What you have to do:
Each entry is to be output precisely as it appears.

Natural-language object grounding data:

☆ ☆ ☆ ☆ ☆ ☆ ☆

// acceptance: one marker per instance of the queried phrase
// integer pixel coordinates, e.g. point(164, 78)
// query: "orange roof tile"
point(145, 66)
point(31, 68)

☆ ☆ ☆ ☆ ☆ ☆ ☆

Written reply:
// acceptance: one marker per instance of the queried phrase
// integer pixel coordinates, e.g. point(164, 78)
// query: "orange roof tile"
point(145, 66)
point(31, 68)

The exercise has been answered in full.